Excerto fornecido:

────────────────

1) privilegiar o diagnostico para a sintomatologia urinária, promovendo a sensibilização dos utentes e familiares, dos agentes de saúde nos cuidados de saúde primários e das organizações comunitárias (por exemplo os centros de dia);

2) facilitar o acesso precoce a tratamentos dirigidos para uma melhoria da qualidade de vida, nomeadamente através da literacia dos cuidados de saúde primários na intervenção terapêutica de primeira linha e a referenciação dos utentes para as diversas especialidades que podem intervir no tratamento da IU masculina.

Estamos a falar de um problema que, além da manifestação urinária propriamente dita, pode deteriorar o sono, as capacidades e competências cognitivas, a sexualidade, etc. Arriscaria referir que na atualidade estamos a melhorar os cuidados de saúde quanto à sensibilização para o problema e a melhorar as linhas finais de intervenção, mas há ainda um grande caminho a percorrer até termos perceção de estarmos a fazer tudo pelo diagnóstico e tratamento destes utentes.

────────────────

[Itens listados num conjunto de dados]

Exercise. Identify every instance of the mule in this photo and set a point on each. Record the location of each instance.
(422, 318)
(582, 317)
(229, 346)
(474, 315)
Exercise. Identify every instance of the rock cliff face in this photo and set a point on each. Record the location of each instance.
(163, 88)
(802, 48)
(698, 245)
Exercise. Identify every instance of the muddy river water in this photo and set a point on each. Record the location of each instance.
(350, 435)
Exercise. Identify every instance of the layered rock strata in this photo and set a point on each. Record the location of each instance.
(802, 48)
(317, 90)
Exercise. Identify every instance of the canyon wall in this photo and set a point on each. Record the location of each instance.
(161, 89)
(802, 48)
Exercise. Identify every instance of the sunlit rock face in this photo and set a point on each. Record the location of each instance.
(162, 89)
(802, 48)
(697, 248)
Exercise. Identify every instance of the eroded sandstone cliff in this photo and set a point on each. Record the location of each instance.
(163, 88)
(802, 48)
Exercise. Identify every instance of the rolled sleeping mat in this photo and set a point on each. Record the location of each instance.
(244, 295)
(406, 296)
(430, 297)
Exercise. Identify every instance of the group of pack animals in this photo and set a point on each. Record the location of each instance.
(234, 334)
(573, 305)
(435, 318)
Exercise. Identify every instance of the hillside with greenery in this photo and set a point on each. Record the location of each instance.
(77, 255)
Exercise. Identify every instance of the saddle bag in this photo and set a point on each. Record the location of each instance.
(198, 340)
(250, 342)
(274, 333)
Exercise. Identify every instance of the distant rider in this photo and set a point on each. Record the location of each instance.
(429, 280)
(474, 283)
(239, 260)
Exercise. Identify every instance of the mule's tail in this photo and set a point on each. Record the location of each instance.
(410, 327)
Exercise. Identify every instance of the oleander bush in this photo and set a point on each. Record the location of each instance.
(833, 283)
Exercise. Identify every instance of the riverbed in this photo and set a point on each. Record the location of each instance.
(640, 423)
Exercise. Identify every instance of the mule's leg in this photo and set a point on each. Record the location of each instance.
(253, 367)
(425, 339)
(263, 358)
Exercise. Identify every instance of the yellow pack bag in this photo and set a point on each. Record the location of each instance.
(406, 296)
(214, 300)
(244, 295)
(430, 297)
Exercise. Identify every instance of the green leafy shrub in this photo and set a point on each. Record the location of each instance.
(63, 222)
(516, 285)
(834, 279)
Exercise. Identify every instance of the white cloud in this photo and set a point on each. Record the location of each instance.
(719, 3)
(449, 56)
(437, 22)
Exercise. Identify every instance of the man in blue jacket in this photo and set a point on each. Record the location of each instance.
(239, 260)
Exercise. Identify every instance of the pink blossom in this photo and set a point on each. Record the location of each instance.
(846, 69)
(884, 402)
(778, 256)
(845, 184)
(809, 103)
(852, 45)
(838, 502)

────────────────

Escreva sem alterações a parte do excerto sobre a incontinência urinária masculina que começa em "1) privilegiar o" e vai até "da IU masculina.". Este material é independente do excerto.

1) privilegiar o diagnostico para a sintomatologia urinária, promovendo a sensibilização dos utentes e familiares, dos agentes de saúde nos cuidados de saúde primários e das organizações comunitárias (por exemplo os centros de dia);

2) facilitar o acesso precoce a tratamentos dirigidos para uma melhoria da qualidade de vida, nomeadamente através da literacia dos cuidados de saúde primários na intervenção terapêutica de primeira linha e a referenciação dos utentes para as diversas especialidades que podem intervir no tratamento da IU masculina.